• _GIVEN TEXT_
------------------------------
Either using a skill, or telling an agent directly, I inform it that this wrapper exists and to use it for toggling the THP mode(s). This way I can have the agent change modes without prompting me for permission or using sudo commands.

This is one approach to allow only specific actions to agents with a fairly minimal setup. You could achieve similar restriction with an MCP server, but that requires a bit more work.

Closing Thoughts

The bottleneck in my work, and in many open source projects I believe, is not finding things to work on (which AI can definitely help with), but the deeply human work of navigating a project. Knowing when something is ready to propose, how to frame it given what’s already in-flight and planned for the future, and discussions with reviewers, are often more complex than the code changes themselves.

I’ve been able to get the most out of using AI and agents in areas which I am already very competent in, where I can provide a solid background and context. Pairing this with my experience in contributing to several large-scale OpenJDK projects, I’ve been able to provide additional value in multiple areas. But, if nothing else, the AI is a really good “bollplank” as the Swedish saying goes, opening up an approachable way to ask “stupid” questions to challenge my assumptions and help me learn new ideas and concepts in less time.

So far in my career I’ve spent a lot of time pattern-matching, trying to find ways to minimize repetition. I’ve found that this skill transfers directly to working with AI, where recognizing repeating patterns and finding streamlined solutions allows me to work much more efficiently with AI than I otherwise would have.

Using worktrees, MCP server(s), and approaches to manage context/memory are things that many developers already know about. I think the more complex task is being inventive and creative in figuring out how to apply methods like these to the specific thing you’re working on, like OpenJDK development in my case.
------------------------------
[Region-pointing data]

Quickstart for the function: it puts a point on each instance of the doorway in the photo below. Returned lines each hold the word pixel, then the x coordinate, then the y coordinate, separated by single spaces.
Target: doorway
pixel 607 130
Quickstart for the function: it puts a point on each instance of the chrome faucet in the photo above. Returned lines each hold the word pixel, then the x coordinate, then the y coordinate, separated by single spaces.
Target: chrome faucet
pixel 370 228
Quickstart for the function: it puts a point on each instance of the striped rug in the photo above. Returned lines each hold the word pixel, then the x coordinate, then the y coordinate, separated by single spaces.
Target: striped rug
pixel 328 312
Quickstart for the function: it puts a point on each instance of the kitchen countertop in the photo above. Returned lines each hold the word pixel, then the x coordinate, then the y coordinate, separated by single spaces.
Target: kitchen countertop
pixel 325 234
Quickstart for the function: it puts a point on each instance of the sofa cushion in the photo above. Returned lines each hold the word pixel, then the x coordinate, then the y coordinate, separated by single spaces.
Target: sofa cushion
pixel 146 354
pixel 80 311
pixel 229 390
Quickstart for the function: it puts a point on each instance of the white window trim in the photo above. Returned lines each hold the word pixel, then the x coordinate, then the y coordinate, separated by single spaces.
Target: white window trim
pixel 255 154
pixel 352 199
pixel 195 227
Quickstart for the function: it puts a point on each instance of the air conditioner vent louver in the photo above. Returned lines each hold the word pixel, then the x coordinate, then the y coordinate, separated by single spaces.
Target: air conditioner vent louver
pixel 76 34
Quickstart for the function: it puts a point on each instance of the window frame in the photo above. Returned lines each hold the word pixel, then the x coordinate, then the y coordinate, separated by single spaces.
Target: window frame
------------------------------
• _TO DO_
A) Can you extract the part of the text on AI-assisted OpenJDK work that opens with the words containing "The bottleneck in" and closes with "code changes themselves."?
B) How would you translate this sentence from the text on AI-assisted OpenJDK work into Spanish: "This is one approach to allow only specific actions to agents with a fairly minimal setup."?
C) How would you sum up the text on AI-assisted OpenJDK work in two sentences?
Work only from the text on AI-assisted OpenJDK work and set the material aside.

• _RESULTS BY TASK_
A)
The bottleneck in my work, and in many open source projects I believe, is not finding things to work on (which AI can definitely help with), but the deeply human work of navigating a project. Knowing when something is ready to propose, how to frame it given what’s already in-flight and planned for the future, and discussions with reviewers, are often more complex than the code changes themselves.

B) Este es un enfoque para permitir solo acciones específicas a los agentes con una configuración bastante mínima.

C) The author tells an agent about a wrapper for toggling THP modes so it can change modes without asking permission or using sudo, a fairly minimal way to allow agents only specific actions. The author holds that the real bottleneck is the human work of navigating a project, that AI and agents help most in areas where the author is already competent, and that the harder task is creatively applying known methods such as worktrees and MCP servers to specific work like OpenJDK development.